### TO DO
The line containing "box: [392, 39, 405, 57]" and every line after it, through the last line of the records, are to be transcribed exactly, and nothing else.
........
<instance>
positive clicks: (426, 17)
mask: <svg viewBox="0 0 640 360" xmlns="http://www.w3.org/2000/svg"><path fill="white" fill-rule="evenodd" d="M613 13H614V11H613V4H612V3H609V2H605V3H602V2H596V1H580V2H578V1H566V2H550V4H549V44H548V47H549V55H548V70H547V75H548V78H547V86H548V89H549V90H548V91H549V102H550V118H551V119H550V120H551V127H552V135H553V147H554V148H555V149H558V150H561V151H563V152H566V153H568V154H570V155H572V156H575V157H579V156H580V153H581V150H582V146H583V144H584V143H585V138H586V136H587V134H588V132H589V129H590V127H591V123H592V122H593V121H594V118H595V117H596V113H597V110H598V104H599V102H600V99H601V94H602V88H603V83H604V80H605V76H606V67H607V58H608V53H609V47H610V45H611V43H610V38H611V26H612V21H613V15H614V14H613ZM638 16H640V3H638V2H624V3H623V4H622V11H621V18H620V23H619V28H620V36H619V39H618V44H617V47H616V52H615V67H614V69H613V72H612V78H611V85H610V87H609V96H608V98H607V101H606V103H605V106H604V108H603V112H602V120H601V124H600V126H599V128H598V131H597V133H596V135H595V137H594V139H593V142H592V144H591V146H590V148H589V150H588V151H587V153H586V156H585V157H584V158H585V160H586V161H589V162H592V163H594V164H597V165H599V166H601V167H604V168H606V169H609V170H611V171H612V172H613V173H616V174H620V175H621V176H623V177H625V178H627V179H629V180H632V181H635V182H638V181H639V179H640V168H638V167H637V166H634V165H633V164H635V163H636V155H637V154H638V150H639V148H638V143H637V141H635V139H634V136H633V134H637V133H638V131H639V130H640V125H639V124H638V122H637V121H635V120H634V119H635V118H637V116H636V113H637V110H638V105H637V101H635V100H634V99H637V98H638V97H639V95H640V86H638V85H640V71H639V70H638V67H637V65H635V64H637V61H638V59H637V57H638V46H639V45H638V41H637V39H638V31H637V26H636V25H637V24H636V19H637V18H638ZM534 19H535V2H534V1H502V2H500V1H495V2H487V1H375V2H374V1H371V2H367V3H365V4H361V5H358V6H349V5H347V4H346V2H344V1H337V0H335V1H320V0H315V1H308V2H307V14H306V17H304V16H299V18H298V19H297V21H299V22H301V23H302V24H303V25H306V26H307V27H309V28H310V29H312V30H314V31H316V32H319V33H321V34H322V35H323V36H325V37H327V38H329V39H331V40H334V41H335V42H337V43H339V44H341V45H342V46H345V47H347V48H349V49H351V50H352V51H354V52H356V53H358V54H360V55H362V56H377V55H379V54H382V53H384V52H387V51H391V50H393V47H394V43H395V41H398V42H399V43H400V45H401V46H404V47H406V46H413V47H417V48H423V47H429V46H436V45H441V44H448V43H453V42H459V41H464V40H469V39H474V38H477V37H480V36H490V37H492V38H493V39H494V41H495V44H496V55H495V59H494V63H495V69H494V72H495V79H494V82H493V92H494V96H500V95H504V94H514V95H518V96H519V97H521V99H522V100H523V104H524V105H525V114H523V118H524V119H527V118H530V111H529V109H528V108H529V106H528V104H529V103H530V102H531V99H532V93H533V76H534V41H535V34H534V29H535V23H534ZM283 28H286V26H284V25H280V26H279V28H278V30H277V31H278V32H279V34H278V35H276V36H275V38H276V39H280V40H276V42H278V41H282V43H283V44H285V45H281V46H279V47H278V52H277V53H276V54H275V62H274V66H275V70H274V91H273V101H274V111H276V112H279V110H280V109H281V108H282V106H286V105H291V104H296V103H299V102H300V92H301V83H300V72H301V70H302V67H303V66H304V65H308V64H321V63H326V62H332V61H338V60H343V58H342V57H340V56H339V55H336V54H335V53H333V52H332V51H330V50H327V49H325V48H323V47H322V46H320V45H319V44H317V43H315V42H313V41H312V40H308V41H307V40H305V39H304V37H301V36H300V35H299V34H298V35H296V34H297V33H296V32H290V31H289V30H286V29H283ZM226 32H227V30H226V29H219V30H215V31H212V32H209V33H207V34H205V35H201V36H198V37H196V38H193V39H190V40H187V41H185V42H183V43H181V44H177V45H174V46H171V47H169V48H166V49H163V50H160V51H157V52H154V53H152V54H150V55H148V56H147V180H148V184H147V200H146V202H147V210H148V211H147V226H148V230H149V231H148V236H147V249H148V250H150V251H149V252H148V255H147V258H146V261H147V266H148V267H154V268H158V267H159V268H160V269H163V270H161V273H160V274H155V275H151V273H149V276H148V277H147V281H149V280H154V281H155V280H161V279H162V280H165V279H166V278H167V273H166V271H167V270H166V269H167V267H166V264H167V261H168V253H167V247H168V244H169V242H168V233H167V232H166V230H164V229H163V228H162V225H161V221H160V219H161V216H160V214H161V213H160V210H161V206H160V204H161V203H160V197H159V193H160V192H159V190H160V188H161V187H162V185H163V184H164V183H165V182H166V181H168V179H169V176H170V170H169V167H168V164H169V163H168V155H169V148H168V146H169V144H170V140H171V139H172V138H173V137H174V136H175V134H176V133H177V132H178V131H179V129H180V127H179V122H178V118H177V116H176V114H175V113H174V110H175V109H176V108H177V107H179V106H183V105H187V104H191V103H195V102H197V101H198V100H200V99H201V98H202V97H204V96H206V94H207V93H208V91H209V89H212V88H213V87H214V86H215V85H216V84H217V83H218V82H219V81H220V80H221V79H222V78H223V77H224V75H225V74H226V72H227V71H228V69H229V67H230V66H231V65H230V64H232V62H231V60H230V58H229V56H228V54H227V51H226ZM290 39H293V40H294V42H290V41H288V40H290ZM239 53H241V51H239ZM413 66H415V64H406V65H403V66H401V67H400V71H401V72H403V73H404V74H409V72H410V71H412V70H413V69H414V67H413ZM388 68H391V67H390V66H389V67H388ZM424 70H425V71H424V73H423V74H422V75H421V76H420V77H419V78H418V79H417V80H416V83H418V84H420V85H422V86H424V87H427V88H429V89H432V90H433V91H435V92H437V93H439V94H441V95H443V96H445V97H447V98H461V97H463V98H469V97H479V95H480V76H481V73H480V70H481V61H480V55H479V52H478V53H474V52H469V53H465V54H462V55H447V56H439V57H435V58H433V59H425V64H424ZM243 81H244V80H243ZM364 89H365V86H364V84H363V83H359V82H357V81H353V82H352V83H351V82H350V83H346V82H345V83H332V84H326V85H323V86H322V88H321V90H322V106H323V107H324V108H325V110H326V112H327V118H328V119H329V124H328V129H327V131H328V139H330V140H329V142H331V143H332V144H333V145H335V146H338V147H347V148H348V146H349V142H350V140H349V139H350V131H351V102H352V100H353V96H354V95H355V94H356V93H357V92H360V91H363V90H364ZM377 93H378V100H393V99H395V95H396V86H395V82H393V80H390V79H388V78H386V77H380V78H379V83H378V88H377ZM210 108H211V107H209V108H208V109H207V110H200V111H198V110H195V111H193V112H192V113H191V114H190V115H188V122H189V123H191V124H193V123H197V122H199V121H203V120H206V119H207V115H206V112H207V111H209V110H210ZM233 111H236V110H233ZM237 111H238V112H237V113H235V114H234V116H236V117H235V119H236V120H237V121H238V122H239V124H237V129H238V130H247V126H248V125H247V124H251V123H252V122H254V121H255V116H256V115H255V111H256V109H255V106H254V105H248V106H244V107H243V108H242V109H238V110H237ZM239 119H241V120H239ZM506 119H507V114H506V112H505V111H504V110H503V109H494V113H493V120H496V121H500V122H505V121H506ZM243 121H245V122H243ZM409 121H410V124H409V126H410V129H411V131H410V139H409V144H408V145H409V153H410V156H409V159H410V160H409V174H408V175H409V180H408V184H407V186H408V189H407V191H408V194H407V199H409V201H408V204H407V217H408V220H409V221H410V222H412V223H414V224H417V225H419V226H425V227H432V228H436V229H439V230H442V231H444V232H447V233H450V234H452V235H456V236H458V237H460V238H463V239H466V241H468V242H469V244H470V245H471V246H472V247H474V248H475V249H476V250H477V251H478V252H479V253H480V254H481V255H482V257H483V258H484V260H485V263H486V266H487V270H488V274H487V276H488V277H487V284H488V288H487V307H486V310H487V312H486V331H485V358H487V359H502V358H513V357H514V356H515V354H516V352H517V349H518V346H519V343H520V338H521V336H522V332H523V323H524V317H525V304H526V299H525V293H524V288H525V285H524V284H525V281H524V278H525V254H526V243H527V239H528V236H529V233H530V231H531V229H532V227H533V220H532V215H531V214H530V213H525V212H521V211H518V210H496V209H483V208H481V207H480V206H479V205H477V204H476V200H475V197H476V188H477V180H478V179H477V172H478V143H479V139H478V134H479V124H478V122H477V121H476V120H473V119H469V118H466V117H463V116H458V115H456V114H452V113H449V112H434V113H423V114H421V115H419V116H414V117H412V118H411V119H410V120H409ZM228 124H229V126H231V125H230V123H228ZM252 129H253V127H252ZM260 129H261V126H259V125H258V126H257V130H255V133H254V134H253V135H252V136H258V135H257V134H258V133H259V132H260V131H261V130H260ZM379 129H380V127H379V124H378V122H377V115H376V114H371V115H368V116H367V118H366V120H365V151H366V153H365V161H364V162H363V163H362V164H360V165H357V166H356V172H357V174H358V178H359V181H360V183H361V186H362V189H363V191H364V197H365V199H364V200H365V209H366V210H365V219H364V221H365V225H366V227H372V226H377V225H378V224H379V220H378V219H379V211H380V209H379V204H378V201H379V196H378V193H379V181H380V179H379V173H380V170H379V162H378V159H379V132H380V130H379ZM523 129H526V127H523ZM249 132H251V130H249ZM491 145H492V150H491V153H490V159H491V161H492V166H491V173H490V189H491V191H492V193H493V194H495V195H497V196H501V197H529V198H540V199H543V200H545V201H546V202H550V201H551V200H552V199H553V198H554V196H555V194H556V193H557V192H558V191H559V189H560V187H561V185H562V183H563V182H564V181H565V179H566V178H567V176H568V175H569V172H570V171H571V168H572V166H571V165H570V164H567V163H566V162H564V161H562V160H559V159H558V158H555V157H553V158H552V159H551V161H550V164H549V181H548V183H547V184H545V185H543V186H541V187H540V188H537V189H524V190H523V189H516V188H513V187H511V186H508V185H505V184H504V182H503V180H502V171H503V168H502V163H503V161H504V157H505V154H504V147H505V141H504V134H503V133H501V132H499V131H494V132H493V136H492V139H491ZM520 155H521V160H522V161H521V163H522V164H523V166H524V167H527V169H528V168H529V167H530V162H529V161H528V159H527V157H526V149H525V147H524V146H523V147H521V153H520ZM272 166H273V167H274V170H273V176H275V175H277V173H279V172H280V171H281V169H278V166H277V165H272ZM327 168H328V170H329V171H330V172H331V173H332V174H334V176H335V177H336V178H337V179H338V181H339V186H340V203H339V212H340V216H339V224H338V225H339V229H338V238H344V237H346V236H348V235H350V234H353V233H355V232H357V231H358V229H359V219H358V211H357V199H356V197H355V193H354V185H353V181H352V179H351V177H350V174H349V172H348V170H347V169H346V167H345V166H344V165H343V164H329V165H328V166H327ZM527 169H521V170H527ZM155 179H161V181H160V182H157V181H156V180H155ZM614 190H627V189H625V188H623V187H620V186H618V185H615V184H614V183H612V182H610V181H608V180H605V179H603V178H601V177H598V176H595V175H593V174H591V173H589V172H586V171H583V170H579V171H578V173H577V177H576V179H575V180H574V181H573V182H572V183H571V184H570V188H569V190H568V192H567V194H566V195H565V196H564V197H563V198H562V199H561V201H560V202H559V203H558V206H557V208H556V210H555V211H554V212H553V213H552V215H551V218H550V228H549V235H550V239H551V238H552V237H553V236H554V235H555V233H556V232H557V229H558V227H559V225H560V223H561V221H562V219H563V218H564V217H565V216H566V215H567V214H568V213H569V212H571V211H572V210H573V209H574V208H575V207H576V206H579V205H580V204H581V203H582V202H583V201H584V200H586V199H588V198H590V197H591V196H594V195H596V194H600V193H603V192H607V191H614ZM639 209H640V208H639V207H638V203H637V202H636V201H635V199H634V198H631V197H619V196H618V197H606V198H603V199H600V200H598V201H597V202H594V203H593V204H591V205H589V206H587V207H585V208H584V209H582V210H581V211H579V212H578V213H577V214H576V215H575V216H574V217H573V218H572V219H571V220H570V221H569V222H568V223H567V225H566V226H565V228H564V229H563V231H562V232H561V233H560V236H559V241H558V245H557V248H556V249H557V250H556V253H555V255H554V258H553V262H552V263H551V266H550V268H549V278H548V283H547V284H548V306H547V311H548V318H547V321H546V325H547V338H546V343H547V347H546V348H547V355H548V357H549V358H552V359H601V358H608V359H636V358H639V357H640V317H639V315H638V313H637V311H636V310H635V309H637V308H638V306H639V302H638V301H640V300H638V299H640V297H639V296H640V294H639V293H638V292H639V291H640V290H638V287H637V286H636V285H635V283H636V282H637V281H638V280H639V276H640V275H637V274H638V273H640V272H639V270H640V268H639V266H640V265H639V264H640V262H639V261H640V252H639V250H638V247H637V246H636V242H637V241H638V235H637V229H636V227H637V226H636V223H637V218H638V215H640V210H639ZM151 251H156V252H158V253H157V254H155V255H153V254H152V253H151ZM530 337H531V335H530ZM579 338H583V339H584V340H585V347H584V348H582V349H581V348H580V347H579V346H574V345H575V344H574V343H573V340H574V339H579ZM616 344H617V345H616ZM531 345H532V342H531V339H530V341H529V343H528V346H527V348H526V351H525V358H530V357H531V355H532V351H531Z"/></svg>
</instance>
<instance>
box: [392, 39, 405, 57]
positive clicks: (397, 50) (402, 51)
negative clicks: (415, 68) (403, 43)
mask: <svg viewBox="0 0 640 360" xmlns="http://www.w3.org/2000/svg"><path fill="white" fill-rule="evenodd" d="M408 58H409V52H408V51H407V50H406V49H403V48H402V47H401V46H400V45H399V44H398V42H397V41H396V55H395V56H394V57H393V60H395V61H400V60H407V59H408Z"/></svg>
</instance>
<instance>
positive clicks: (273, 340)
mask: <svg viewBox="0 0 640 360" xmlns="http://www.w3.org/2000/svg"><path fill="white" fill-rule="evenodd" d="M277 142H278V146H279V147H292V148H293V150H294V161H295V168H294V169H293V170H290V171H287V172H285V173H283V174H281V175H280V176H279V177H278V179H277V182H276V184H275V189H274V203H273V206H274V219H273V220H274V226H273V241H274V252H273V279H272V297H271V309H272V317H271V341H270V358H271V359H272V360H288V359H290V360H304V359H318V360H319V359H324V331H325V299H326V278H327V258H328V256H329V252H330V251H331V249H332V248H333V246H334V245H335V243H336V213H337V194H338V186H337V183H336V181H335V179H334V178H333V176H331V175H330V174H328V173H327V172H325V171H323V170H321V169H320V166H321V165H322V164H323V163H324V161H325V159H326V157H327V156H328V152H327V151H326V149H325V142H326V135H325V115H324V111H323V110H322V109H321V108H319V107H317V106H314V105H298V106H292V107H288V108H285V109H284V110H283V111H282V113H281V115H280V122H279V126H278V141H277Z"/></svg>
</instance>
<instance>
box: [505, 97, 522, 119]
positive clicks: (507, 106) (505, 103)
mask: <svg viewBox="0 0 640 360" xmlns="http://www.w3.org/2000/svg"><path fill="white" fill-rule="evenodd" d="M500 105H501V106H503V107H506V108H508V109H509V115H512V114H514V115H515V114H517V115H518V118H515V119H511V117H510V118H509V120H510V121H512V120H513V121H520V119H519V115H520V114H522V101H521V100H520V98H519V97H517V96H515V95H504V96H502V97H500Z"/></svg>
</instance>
........
### SOLUTION TO THE EXERCISE
box: [392, 39, 405, 57]
positive clicks: (397, 50) (402, 51)
negative clicks: (415, 68) (403, 43)
mask: <svg viewBox="0 0 640 360" xmlns="http://www.w3.org/2000/svg"><path fill="white" fill-rule="evenodd" d="M408 58H409V52H408V51H407V50H406V49H403V48H402V47H401V46H400V45H399V44H398V42H397V41H396V55H395V56H394V57H393V60H395V61H400V60H407V59H408Z"/></svg>
</instance>
<instance>
positive clicks: (273, 340)
mask: <svg viewBox="0 0 640 360" xmlns="http://www.w3.org/2000/svg"><path fill="white" fill-rule="evenodd" d="M277 142H278V146H279V147H292V148H293V150H294V161H295V168H294V169H293V170H290V171H287V172H285V173H283V174H281V175H280V176H279V177H278V179H277V182H276V184H275V189H274V203H273V206H274V219H273V220H274V226H273V241H274V252H273V279H272V297H271V309H272V317H271V341H270V358H271V359H272V360H288V359H290V360H304V359H318V360H319V359H324V331H325V299H326V278H327V258H328V256H329V252H330V251H331V249H332V248H333V246H334V245H335V243H336V213H337V194H338V186H337V183H336V181H335V179H334V178H333V176H331V175H330V174H328V173H327V172H325V171H323V170H321V169H320V166H321V165H322V164H323V163H324V161H325V159H326V157H327V156H328V152H327V151H326V149H325V142H326V135H325V115H324V111H323V110H322V109H321V108H319V107H317V106H314V105H298V106H292V107H288V108H285V109H284V110H283V111H282V113H281V115H280V122H279V126H278V141H277Z"/></svg>
</instance>
<instance>
box: [505, 97, 522, 119]
positive clicks: (507, 106) (505, 103)
mask: <svg viewBox="0 0 640 360" xmlns="http://www.w3.org/2000/svg"><path fill="white" fill-rule="evenodd" d="M500 105H501V106H503V107H506V108H508V109H509V115H512V114H514V115H515V114H517V115H518V118H515V119H511V117H510V118H509V120H510V121H512V120H513V121H520V119H519V115H520V114H522V101H521V100H520V98H519V97H517V96H515V95H504V96H502V97H500Z"/></svg>
</instance>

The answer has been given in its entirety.